### Passage shown
┄┄┄┄┄┄┄┄┄┄

When you consider an investment in Bulgaria or exiting an existing investment (either an entity, a business as a going concern or a part of it, or an income generating asset) you would diligently check if the contemplated transaction would trigger the requirement for a mandatory merger filing.

As a starting point, it will help you to know that the Bulgarian merger control regime is essentially identical to the European Union merger control regime. The Bulgarian competition law on merger control has copied and effectively implements the EU merger control rules (and in particular the main EU instrument – Council Regulation No. 139/2004 – the Merger Regulation). Further, the national competition authority (the Commission for Protection of the Competition) takes into account and applies the relevant rules in compliance with the EU laws, notices, guidelines and the practice on merger control cases of the EU Commission and the courts of the EU.

Thus, in the context of a merger filing, the Bulgarian competition authority would generally apply the substantive rules practically the same as the EU Commission (DG Comp) would have applied them, should it have had jurisdiction.

When would mandatory merger control apply in Bulgaria?

┄┄┄┄┄┄┄┄┄┄

### What you need to do
a. According to the passage on Bulgarian merger control, why would the Bulgarian competition authority apply the substantive rules practically the same way the EU Commission would? Answer in one to three sentences.
b. Answer these questions from the passage on Bulgarian merger control:
(i) What is the name of Bulgaria's national competition authority?
(ii) Which EU instrument does the passage call the main one on merger control?
(iii) What should you check when considering an investment in Bulgaria or exiting one?
Nothing in the lines that follow has any bearing on this.

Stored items

┄┄┄┄┄┄┄┄┄┄

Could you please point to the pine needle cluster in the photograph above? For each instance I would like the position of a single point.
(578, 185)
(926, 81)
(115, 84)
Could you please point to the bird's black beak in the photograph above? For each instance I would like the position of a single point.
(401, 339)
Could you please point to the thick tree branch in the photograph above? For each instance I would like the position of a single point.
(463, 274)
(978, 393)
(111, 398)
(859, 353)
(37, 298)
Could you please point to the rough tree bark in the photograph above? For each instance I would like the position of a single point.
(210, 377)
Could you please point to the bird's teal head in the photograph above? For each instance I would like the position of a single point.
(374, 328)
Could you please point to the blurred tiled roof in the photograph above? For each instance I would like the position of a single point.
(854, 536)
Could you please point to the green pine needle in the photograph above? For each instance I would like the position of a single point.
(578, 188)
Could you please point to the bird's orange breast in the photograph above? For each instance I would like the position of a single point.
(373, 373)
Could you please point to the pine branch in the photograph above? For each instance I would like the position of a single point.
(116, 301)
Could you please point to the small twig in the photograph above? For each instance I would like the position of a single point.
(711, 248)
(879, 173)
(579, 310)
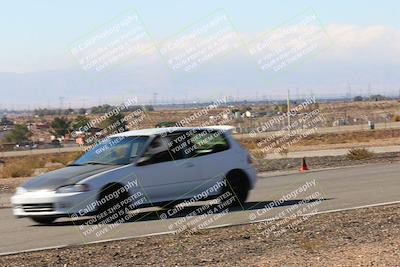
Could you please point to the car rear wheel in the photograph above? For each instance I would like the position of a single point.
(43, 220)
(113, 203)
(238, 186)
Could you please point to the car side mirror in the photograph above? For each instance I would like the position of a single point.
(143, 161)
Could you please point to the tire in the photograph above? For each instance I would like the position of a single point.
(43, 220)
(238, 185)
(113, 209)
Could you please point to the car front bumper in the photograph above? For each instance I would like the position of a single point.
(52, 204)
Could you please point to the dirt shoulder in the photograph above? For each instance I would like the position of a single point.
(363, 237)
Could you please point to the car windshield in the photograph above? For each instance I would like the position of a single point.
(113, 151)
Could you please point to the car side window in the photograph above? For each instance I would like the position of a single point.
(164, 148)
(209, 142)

┄┄┄┄┄┄┄┄┄┄

### Final results
a. The Bulgarian merger control law has copied and effectively implements the EU merger control rules, in particular Council Regulation No. 139/2004. The Commission for Protection of the Competition also applies the rules in line with EU laws, notices and guidelines and with the merger control practice of the EU Commission and the EU courts.

b.
(i) The Commission for Protection of the Competition.
(ii) Council Regulation No. 139/2004, the Merger Regulation.
(iii) Whether the contemplated transaction would trigger the requirement for a mandatory merger filing.